DIRECTIONS | Format the lines of the entries below, from the line with "GET /v1/detect?q=front door" through the last line of the entries, as a Markdown table with the columns Row and Line. Number each row, and leave out blank lines.

DATA ENTRIES |
────────────────────

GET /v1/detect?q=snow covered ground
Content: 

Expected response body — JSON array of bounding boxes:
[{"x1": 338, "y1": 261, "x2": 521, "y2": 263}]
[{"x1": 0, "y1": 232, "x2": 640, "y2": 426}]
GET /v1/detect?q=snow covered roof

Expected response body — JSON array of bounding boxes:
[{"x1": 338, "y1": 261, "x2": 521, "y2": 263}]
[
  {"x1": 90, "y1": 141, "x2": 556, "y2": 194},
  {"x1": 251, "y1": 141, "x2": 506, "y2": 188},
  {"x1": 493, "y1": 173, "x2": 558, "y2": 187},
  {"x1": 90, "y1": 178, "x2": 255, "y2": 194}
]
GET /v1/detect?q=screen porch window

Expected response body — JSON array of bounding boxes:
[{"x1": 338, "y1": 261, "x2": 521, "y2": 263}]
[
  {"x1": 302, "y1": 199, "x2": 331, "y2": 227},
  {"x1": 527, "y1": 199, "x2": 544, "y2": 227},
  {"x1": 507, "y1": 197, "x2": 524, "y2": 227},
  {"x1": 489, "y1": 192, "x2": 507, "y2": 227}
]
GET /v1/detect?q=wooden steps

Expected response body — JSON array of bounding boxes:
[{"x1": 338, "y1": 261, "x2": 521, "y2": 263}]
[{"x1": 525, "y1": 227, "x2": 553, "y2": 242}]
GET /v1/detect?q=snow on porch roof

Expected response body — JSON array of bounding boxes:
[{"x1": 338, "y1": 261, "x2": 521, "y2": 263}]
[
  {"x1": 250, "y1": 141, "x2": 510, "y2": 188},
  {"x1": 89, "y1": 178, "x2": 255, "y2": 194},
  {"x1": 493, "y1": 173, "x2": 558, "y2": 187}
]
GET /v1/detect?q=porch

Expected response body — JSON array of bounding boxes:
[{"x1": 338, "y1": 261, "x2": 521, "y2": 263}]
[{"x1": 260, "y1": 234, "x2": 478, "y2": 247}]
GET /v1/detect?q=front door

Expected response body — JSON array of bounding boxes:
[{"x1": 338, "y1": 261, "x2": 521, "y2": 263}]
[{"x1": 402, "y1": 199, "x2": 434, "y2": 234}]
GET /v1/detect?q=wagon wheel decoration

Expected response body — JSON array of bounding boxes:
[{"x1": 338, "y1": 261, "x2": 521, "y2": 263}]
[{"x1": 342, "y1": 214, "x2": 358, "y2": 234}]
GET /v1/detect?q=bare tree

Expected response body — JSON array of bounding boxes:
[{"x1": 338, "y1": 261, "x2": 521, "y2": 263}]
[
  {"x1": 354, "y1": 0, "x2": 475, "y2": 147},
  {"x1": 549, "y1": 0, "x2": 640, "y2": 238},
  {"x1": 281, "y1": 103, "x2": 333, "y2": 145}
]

────────────────────

TASK ANSWER |
| Row | Line |
|---|---|
| 1 | GET /v1/detect?q=front door |
| 2 | Expected response body — JSON array of bounding boxes: |
| 3 | [{"x1": 338, "y1": 261, "x2": 521, "y2": 263}] |
| 4 | [{"x1": 402, "y1": 199, "x2": 434, "y2": 234}] |
| 5 | GET /v1/detect?q=wagon wheel decoration |
| 6 | Expected response body — JSON array of bounding boxes: |
| 7 | [{"x1": 338, "y1": 261, "x2": 521, "y2": 263}] |
| 8 | [{"x1": 342, "y1": 214, "x2": 358, "y2": 234}] |
| 9 | GET /v1/detect?q=bare tree |
| 10 | Expected response body — JSON array of bounding boxes: |
| 11 | [{"x1": 338, "y1": 261, "x2": 521, "y2": 263}] |
| 12 | [ |
| 13 |   {"x1": 354, "y1": 0, "x2": 475, "y2": 147}, |
| 14 |   {"x1": 549, "y1": 0, "x2": 640, "y2": 238}, |
| 15 |   {"x1": 281, "y1": 103, "x2": 333, "y2": 145} |
| 16 | ] |